Brano da esaminare:
○ ○ ○
Il modo in cui gli altri rispettano le regole di contenimento del contagio, s’impegnano a stare in casa, s’industriano per alleviare la quarantena e insomma s’adattano alla cattività, sono diventati i criteri con cui li giudichiamo, ci innamoriamo o disamoriamo di loro.
Gli appuntamenti che diamo al dopo sono chiacchiere, teatro: nessuno di noi ci pensa davvero, giacché il futuro è diventato insondabile, buio, isterico, indipendente. Pensiamo al presente, e viviamo di surrogati del passato. Non abbiamo smesso di cercare l’amore online, e non perché speriamo di incontrarlo, prima o poi, di persona. Non intratteniamo conversazioni con sconosciuti o datati conoscenti per apparecchiare la lunga tavolata di cene e incontri nel post Covid: lo facciamo per cominciare a cenare. La fame dell’altro non ci è passata, ma ci siamo rassegnati a sfamarla a distanza, nella simulazione del contatto.
Il 70 per cento degli utenti di Hinge, un’App di datig molto popolare negli Stati Uniti, ha dichiarato di essere ben felice di cominciare una relazione online. Cominciare, non preparare. Fare, non flirtare. Non stiamo aspettando che passi, anche se continuiamo a dire che accadrà e torneremo a rotolare nei parchi (ma quando mai abbiamo rotolato nei parchi?), e ad abbracciarci, e a baciare estranei ubriachi, e ad esagerare e chissenefrega di tutto sì.
Noi stiamo adattandoci a quello che c’è, com’è inevitabile che sia, volenti o nolenti, consci o non consci, attivi o passivi. E quando e se torneranno le possibilità del mondo di prima, cosa faremo, ce le andremo a prendere o le ignoreremo? Tra una videochat con un ragazzo molto brillante con il quale conversiamo magnificamente da mesi senza la seccatura del sesso e della parrucchiera, e un arrischiato vis à vis con lui, che magari dal vivo mostra disturbi e tic e idiosincrasie, cosa sceglieremo?
Aver trasportato online tutte le cose di prima si rivelerà una buona idea?
Non aver messo in pausa niente, esserci affannati a traslocare l’aperto nel chiuso, si rivelerà efficace?
I datori di lavoro che avranno capito quanto risparmio c’è a tenere in smartworking tutto l’ufficio, rivorranno i propri dipendenti tra i piedi? Si renderanno conto o no che per lavorare c’è anche bisogno che i colleghi si guardino in faccia, litighino, condividano il caffè, o si faranno bastare la soddisfazione del risparmio?
○ ○ ○
Esercizi:
1. Riassumi il brano in due frasi.
2. Trascrivi parola per parola il tratto del brano che va da "Gli appuntamenti che" a "simulazione del contatto.".
Le voci che seguono sono materiale separato dal brano.

Dati forniti:
○ ○ ○
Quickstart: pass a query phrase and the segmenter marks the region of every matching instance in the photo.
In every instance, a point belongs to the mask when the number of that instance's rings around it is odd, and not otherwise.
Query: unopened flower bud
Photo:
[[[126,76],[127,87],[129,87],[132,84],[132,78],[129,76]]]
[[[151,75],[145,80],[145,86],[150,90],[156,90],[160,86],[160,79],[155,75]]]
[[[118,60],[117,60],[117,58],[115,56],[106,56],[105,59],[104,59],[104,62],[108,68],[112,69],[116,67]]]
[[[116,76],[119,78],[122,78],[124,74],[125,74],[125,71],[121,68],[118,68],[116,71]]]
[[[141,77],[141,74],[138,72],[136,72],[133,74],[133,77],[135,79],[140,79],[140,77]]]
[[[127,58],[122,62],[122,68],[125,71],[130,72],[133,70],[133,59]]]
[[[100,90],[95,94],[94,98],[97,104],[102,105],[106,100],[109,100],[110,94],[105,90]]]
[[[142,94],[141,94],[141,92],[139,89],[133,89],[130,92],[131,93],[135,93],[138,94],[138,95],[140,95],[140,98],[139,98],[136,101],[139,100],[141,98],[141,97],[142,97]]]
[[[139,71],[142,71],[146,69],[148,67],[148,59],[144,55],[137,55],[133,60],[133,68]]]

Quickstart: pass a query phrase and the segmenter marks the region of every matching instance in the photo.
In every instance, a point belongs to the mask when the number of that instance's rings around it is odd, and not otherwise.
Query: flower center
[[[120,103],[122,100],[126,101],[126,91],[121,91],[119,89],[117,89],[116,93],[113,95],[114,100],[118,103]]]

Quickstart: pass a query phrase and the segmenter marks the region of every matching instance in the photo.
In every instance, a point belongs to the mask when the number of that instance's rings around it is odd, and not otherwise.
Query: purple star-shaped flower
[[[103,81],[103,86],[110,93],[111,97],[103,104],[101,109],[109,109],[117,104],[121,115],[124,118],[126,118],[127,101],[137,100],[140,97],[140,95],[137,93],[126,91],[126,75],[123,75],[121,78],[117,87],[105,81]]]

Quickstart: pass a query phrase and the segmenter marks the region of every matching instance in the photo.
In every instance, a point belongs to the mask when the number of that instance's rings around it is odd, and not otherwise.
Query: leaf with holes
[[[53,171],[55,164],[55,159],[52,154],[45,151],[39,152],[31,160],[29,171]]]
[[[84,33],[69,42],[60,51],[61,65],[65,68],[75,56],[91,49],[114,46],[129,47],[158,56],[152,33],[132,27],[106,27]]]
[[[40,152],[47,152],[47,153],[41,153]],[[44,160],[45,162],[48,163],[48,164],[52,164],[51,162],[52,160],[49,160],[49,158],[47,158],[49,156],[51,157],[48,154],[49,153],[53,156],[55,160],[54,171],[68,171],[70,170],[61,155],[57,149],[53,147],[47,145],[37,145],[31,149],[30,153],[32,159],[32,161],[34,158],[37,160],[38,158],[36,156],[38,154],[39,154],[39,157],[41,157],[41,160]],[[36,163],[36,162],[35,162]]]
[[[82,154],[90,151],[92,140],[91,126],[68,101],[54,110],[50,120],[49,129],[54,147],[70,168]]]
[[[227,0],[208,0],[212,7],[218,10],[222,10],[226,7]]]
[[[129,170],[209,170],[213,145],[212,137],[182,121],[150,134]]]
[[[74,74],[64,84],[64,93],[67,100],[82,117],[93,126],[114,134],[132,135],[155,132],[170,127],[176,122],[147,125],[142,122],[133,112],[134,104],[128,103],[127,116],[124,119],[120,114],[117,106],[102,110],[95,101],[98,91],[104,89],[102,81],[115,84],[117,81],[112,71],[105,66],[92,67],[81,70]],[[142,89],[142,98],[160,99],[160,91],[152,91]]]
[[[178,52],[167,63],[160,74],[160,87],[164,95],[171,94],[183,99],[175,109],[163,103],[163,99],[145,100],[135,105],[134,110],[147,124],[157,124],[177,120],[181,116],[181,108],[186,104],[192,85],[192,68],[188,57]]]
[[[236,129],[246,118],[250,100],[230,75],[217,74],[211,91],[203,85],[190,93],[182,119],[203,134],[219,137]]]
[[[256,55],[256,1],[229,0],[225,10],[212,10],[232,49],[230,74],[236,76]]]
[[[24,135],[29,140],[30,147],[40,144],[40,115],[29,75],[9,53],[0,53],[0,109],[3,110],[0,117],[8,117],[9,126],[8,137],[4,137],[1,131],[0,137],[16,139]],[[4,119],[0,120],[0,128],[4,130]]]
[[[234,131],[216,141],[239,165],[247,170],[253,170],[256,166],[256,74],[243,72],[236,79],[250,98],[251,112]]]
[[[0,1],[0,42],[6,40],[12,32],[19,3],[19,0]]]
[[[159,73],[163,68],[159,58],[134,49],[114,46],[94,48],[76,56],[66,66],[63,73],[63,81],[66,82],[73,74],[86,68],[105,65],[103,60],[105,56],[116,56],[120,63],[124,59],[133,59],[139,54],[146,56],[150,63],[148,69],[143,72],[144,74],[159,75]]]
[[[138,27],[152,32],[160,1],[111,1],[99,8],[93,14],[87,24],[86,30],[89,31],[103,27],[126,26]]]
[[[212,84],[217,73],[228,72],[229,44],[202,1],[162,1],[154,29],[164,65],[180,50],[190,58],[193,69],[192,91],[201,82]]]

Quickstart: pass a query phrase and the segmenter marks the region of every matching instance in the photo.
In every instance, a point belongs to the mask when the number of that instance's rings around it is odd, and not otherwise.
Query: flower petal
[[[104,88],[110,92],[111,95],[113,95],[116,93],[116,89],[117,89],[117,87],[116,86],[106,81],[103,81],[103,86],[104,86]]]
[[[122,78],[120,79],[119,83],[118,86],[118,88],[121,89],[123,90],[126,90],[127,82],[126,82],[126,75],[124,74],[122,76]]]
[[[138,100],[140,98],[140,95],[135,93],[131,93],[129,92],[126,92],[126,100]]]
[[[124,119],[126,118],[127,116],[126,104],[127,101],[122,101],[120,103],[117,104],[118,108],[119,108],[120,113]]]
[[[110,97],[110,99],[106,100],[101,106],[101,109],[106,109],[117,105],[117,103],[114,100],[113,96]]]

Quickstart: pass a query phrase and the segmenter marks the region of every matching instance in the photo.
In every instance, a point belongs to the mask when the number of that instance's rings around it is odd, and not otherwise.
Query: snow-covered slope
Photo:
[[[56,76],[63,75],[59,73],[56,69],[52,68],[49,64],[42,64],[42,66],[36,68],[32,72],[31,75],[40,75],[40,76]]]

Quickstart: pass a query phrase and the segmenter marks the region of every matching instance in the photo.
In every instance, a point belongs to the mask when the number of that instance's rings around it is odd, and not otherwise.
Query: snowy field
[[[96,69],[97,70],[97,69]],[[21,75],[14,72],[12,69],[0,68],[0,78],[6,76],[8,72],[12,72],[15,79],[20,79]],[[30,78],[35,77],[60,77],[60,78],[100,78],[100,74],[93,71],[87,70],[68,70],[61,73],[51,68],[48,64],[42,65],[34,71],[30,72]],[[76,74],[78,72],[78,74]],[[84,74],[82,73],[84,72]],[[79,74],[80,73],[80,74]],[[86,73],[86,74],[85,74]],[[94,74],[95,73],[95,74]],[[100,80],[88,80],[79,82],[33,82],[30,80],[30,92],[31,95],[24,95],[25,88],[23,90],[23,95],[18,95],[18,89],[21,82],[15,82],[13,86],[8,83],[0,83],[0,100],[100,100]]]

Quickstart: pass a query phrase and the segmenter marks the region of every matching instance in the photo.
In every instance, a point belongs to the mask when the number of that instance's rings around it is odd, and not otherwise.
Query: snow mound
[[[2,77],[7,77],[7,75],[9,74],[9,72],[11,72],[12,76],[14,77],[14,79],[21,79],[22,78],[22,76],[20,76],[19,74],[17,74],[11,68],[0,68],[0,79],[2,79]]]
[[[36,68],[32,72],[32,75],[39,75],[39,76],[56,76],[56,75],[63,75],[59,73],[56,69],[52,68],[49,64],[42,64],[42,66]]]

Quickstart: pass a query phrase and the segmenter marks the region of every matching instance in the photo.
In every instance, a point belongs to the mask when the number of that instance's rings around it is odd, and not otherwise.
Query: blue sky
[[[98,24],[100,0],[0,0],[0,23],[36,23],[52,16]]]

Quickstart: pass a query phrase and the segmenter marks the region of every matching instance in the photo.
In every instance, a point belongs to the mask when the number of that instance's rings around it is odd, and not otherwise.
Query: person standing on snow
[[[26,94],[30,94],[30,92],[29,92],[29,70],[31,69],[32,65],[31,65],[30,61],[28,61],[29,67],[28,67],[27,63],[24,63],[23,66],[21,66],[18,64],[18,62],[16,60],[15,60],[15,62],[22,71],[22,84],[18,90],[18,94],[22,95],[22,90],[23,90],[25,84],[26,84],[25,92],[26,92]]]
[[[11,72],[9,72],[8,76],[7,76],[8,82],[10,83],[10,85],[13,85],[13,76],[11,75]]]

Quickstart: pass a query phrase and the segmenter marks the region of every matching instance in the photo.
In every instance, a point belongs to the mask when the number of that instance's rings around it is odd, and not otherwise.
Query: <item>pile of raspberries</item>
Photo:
○ ○ ○
Soluzioni:
1. Durante la quarantena giudichiamo gli altri da come si adattano alla cattività e, dato che il futuro è diventato insondabile, cerchiamo l'amore online per cominciare già ora relazioni a distanza anziché prepararne di future. Il brano si chiede se, quando torneranno le possibilità del mondo di prima, le coglieremo o le ignoreremo, e se aver trasferito online tutto, lavoro compreso, si rivelerà una buona idea.

2.
Gli appuntamenti che diamo al dopo sono chiacchiere, teatro: nessuno di noi ci pensa davvero, giacché il futuro è diventato insondabile, buio, isterico, indipendente. Pensiamo al presente, e viviamo di surrogati del passato. Non abbiamo smesso di cercare l’amore online, e non perché speriamo di incontrarlo, prima o poi, di persona. Non intratteniamo conversazioni con sconosciuti o datati conoscenti per apparecchiare la lunga tavolata di cene e incontri nel post Covid: lo facciamo per cominciare a cenare. La fame dell’altro non ci è passata, ma ci siamo rassegnati a sfamarla a distanza, nella simulazione del contatto.